*** Opening DATA FOR ANALYSIS ***

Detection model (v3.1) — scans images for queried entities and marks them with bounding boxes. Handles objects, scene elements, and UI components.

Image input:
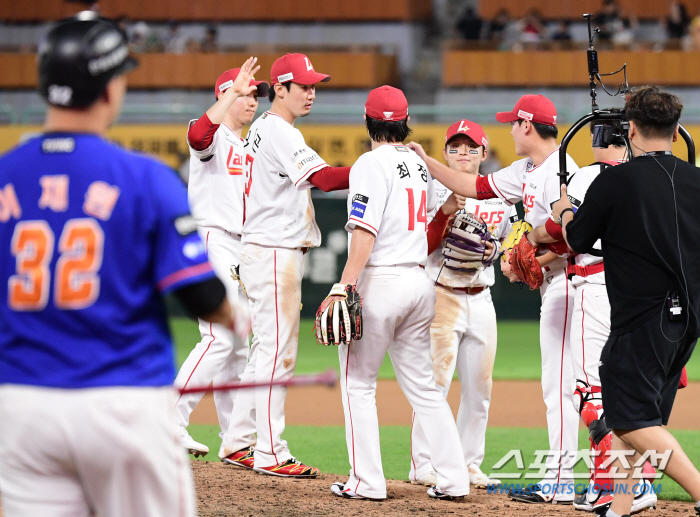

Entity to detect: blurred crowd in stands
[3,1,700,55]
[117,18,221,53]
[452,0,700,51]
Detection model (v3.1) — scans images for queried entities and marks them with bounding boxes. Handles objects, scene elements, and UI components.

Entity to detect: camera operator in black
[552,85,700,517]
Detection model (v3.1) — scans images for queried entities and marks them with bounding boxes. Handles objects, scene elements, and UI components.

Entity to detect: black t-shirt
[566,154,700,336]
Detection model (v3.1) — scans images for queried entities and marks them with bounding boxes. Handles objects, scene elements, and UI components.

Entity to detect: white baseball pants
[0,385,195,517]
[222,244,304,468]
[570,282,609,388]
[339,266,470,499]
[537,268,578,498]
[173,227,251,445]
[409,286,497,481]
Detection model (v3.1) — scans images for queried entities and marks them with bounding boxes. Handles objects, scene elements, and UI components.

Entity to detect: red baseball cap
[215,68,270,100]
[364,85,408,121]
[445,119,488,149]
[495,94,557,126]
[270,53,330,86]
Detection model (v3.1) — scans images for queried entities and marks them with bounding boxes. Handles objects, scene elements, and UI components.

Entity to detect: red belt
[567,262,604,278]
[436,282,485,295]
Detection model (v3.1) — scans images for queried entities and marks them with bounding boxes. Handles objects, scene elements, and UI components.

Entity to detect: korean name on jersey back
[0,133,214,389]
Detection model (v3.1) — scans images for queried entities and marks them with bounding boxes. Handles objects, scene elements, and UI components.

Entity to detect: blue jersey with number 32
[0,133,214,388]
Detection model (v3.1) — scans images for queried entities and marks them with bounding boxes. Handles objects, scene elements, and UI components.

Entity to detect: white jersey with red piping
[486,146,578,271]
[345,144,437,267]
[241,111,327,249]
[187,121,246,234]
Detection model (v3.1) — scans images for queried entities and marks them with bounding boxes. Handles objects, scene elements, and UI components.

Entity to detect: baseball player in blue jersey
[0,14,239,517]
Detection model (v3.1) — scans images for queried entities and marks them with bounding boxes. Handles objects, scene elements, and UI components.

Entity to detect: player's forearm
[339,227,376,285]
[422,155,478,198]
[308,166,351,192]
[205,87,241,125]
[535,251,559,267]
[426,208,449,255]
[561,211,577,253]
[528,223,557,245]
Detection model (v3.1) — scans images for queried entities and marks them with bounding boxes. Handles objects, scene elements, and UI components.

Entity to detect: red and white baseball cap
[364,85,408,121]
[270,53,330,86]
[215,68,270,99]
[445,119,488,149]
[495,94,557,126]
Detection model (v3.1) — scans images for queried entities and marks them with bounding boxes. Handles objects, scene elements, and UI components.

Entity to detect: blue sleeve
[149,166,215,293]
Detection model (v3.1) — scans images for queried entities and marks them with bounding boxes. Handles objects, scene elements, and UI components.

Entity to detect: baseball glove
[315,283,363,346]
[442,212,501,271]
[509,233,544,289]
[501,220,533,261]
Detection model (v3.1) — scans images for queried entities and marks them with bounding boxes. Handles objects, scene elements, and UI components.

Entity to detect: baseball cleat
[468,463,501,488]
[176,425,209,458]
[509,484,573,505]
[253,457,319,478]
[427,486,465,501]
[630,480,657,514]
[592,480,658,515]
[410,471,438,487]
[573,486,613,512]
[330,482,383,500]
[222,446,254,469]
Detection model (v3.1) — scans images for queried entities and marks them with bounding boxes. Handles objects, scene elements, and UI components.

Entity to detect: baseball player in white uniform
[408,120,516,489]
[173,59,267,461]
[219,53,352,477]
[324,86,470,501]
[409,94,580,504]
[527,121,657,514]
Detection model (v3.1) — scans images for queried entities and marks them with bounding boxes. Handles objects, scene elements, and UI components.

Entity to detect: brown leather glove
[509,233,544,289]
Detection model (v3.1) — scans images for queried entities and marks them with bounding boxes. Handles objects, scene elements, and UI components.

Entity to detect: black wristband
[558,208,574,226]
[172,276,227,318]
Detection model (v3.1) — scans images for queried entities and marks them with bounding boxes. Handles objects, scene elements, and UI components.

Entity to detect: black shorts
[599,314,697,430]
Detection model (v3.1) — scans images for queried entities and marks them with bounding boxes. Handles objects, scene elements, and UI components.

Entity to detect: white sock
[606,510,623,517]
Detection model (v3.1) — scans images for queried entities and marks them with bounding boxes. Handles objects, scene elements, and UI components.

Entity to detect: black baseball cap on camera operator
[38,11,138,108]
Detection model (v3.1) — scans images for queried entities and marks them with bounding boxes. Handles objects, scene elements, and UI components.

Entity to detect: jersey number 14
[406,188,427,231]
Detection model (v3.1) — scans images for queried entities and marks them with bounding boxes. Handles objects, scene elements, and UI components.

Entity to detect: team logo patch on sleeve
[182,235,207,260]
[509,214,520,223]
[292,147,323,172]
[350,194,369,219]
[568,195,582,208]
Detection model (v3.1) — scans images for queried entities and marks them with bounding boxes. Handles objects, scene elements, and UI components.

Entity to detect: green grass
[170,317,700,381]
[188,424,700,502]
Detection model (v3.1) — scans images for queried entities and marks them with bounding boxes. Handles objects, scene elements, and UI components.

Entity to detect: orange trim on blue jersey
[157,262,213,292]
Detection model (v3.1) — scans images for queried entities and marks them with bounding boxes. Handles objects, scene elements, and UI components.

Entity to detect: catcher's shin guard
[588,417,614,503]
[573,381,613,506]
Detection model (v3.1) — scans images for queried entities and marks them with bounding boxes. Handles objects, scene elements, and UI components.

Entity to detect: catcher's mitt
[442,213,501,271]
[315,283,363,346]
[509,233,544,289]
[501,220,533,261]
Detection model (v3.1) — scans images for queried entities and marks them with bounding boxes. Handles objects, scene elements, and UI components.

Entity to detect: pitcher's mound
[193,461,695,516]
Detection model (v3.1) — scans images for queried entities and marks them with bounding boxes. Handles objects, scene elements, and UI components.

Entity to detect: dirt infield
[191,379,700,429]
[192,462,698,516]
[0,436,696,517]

*** Closing DATA FOR ANALYSIS ***

### EXERCISE:
Copy the lines above exactly, beginning at the line containing "Entity to detect: pitcher's mound" and stopping at the last line.

### TASK RESULT:
Entity to detect: pitcher's mound
[193,461,695,516]
Detection model (v3.1) — scans images for queried entities and marks them with bounding boxes. Handles objects, scene elements, and UI components.

Entity to detect: dirt infield
[191,379,700,429]
[192,462,698,516]
[0,436,696,517]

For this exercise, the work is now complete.